(Stored data entries)
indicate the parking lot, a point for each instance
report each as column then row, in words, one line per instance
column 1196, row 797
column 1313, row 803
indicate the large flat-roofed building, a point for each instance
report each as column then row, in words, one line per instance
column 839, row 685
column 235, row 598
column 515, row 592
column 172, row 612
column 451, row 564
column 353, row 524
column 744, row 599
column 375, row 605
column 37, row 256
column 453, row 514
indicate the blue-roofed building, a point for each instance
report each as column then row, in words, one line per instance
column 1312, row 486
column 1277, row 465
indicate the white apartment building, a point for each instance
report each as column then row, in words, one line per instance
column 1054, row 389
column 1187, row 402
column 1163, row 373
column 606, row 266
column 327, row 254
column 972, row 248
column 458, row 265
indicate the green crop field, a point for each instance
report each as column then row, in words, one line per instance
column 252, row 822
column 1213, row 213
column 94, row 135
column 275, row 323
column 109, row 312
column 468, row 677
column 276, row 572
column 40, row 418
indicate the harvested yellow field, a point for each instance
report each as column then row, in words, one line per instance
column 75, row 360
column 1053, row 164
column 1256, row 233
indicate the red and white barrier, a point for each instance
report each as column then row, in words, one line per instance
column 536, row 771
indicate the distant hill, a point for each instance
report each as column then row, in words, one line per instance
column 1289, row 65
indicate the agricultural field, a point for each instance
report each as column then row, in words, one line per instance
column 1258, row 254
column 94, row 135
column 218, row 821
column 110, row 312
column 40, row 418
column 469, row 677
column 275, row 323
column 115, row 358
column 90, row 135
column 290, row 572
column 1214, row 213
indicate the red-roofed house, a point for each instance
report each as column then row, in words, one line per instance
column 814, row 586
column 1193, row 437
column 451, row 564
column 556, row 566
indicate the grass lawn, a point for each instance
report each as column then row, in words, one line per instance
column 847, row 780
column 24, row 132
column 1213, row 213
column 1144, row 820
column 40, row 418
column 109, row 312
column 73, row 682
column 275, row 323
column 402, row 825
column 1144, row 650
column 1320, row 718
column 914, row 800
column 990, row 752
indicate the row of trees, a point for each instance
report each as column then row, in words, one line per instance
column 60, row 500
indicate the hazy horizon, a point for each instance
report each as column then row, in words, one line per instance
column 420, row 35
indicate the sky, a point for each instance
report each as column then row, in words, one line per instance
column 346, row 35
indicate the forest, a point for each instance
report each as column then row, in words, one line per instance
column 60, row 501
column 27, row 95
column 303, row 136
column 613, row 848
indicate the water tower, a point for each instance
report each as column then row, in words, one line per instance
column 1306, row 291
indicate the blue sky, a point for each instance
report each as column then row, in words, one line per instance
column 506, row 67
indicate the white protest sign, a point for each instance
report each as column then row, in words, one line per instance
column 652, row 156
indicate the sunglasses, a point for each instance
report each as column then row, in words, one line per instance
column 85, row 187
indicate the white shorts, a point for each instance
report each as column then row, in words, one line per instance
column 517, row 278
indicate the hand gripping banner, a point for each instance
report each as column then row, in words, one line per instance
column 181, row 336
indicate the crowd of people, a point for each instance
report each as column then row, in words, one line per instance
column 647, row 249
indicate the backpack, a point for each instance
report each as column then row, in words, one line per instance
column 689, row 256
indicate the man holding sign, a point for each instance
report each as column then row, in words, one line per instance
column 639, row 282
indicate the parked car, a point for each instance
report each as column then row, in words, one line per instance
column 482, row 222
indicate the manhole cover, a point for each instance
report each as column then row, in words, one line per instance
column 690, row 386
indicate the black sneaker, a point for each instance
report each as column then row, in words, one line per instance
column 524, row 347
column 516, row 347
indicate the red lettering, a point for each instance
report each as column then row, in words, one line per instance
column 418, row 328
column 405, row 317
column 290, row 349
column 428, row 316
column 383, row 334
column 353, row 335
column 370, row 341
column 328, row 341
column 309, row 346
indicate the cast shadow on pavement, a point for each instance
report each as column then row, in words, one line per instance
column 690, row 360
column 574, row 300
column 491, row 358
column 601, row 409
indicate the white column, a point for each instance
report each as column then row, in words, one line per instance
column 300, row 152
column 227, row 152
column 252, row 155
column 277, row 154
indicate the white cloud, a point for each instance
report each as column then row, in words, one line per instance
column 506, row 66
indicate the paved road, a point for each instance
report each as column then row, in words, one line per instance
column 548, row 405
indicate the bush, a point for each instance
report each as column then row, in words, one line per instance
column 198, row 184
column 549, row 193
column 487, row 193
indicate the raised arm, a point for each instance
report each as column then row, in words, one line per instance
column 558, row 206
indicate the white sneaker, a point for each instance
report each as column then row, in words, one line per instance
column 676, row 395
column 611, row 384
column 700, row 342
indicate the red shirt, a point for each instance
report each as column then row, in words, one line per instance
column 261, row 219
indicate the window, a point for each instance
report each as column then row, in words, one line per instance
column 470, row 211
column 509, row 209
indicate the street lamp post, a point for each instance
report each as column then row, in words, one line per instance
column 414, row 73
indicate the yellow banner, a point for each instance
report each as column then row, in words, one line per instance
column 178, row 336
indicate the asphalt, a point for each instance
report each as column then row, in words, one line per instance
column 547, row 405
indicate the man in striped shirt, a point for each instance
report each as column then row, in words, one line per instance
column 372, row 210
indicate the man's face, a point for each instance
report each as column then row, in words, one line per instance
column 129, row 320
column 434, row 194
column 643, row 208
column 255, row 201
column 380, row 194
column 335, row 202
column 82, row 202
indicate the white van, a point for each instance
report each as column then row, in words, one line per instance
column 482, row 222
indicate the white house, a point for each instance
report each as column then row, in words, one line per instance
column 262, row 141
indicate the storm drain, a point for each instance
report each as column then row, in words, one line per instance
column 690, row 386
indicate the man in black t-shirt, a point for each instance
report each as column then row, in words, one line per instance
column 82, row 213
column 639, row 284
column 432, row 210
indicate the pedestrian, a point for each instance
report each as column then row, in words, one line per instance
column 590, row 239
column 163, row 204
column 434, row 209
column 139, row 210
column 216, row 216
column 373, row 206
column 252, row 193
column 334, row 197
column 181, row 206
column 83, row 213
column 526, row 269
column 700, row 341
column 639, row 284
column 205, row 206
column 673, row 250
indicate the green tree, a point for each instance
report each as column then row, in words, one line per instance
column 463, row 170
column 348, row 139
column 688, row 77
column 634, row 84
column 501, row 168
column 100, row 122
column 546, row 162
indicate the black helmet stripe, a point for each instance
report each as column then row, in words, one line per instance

*The problem*
As you read the records above, find each line that contains "blue" and copy it.

*Written answer*
indicate the blue-roofed building, a point for each instance
indicate the blue sky, a point for each instance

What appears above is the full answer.